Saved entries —

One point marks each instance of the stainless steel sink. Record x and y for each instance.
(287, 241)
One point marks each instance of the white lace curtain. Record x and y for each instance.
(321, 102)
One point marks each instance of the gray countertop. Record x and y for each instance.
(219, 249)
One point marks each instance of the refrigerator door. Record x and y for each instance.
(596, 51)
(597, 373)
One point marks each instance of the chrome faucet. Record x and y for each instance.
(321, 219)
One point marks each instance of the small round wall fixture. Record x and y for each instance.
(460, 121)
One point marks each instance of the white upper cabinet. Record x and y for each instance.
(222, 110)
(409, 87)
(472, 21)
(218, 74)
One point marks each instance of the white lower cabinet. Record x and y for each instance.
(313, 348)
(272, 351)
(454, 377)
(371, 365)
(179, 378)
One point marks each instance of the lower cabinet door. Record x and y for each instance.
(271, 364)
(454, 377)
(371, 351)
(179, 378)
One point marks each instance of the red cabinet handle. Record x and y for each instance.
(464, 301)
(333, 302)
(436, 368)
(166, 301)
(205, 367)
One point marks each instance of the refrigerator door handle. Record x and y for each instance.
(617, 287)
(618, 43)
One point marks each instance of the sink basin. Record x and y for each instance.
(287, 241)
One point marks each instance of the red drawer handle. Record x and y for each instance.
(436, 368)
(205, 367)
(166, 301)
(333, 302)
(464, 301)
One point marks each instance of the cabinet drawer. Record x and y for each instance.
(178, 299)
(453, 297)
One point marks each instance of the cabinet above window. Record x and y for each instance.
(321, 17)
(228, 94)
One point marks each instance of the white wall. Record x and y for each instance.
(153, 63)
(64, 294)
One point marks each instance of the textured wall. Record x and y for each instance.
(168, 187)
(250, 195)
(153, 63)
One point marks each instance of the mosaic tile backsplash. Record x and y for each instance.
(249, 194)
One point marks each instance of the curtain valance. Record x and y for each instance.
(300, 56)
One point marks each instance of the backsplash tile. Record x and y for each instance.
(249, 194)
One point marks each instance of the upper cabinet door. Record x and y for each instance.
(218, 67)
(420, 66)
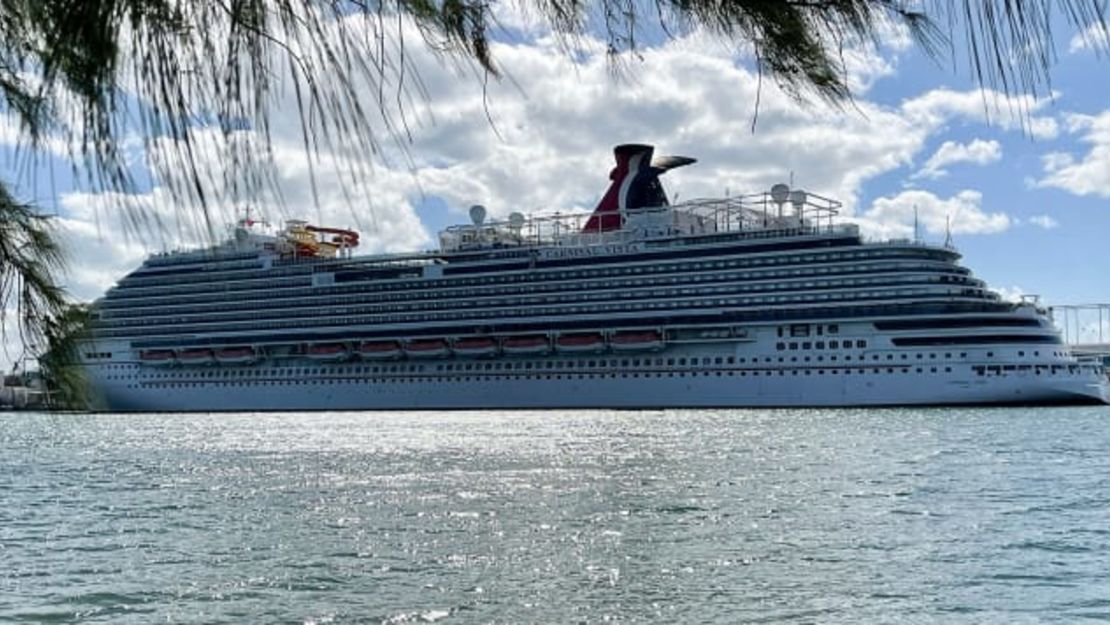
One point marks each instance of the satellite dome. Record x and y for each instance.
(477, 214)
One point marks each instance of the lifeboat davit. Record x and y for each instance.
(195, 356)
(430, 349)
(235, 355)
(476, 346)
(380, 350)
(525, 345)
(158, 358)
(581, 343)
(328, 351)
(636, 341)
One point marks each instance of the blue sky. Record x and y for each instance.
(1027, 195)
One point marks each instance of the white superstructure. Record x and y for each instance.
(753, 301)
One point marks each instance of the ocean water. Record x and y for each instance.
(996, 515)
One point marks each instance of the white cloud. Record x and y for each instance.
(1043, 221)
(978, 152)
(1089, 175)
(555, 119)
(959, 214)
(1008, 112)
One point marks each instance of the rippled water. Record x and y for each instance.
(725, 516)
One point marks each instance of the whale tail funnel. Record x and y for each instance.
(635, 184)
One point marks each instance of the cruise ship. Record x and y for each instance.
(762, 300)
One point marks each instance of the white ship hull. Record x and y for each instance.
(865, 382)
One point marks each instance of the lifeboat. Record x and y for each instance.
(636, 341)
(195, 356)
(157, 358)
(429, 349)
(581, 343)
(380, 350)
(235, 355)
(525, 345)
(328, 351)
(476, 346)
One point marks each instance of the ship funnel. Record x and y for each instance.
(635, 184)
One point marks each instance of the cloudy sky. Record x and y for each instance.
(1023, 181)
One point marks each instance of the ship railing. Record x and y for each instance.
(757, 215)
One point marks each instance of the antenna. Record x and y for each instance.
(779, 194)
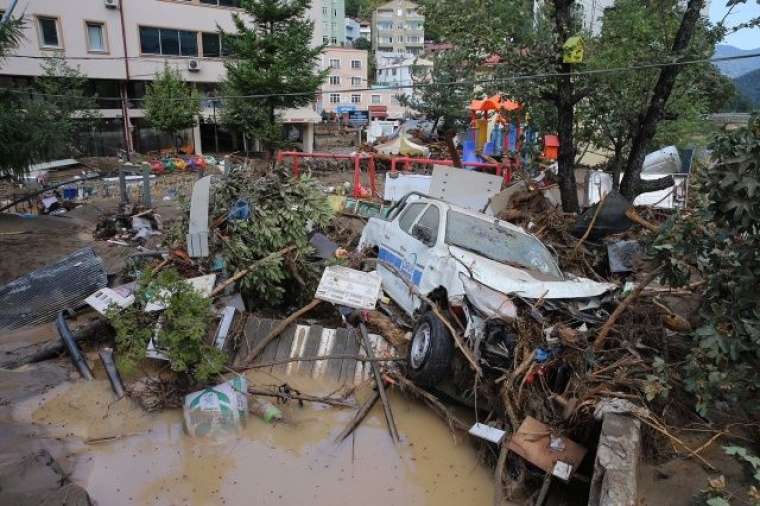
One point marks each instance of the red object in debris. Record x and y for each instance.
(156, 166)
(378, 111)
(551, 147)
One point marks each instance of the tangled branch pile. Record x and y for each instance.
(256, 216)
(180, 331)
(719, 242)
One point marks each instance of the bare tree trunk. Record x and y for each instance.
(452, 148)
(632, 184)
(565, 102)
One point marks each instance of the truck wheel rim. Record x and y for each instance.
(420, 345)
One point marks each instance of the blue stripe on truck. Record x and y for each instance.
(409, 271)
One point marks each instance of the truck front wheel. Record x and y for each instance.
(430, 351)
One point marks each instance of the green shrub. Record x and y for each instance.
(719, 242)
(181, 330)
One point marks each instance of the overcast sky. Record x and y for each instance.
(745, 39)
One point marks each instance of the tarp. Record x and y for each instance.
(401, 145)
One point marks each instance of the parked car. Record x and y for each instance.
(475, 265)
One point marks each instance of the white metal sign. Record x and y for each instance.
(349, 287)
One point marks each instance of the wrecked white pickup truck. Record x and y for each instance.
(476, 266)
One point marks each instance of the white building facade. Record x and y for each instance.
(119, 45)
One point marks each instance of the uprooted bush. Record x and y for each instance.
(719, 242)
(273, 211)
(180, 331)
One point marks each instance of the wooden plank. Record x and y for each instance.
(348, 366)
(325, 346)
(338, 348)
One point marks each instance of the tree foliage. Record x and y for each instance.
(181, 331)
(38, 123)
(720, 243)
(282, 211)
(171, 104)
(270, 58)
(634, 33)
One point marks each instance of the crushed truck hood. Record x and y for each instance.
(513, 280)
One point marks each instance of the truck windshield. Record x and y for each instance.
(499, 243)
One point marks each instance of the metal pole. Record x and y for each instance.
(216, 129)
(123, 186)
(146, 187)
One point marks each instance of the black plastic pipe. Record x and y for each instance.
(70, 342)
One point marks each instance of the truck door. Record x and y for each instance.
(407, 246)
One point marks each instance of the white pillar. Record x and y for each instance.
(308, 138)
(197, 137)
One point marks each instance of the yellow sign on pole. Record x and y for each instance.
(572, 50)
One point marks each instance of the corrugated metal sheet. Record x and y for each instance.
(303, 341)
(38, 296)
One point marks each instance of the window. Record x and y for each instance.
(223, 3)
(429, 222)
(168, 42)
(49, 36)
(497, 242)
(212, 45)
(96, 40)
(410, 215)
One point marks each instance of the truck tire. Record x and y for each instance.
(430, 352)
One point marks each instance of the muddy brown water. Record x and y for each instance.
(289, 463)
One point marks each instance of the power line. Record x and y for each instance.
(503, 80)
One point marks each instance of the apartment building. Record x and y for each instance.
(398, 27)
(347, 89)
(329, 18)
(347, 72)
(352, 31)
(121, 44)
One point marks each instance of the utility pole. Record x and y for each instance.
(124, 87)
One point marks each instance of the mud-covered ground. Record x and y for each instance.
(148, 459)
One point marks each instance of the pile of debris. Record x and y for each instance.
(545, 359)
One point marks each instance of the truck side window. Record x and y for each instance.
(430, 220)
(410, 216)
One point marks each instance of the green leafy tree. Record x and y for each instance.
(171, 105)
(719, 242)
(441, 101)
(271, 66)
(636, 34)
(40, 122)
(180, 331)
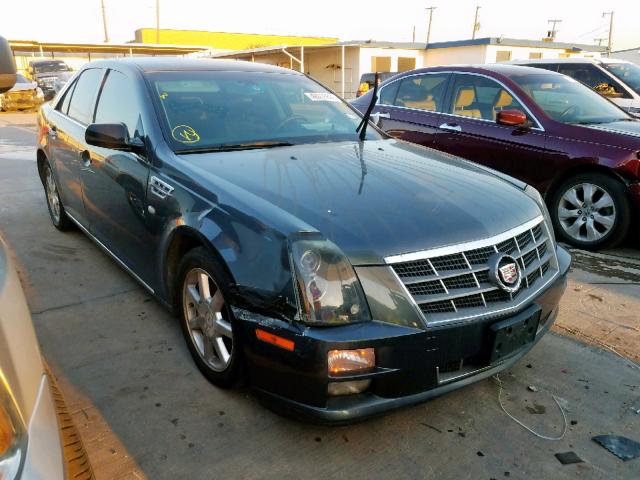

PROMPT —
Working from the line with "One point marks each instance of the mud-covered" down through the last line of the records, give every line again exactly, but no pictures.

ANSWER FOR THE TASK —
One point marks each instance of the mud-covered ground. Record x and y for each instance.
(148, 459)
One point marks each instance of the pile of debris. Record x and y for each instance.
(545, 359)
One point marks each instance of the truck side window. Record x and y for each instance.
(430, 220)
(410, 216)
One point marks each instance of the green leafy tree. Record x and y for each instance.
(171, 105)
(719, 242)
(441, 101)
(271, 66)
(636, 34)
(40, 122)
(180, 331)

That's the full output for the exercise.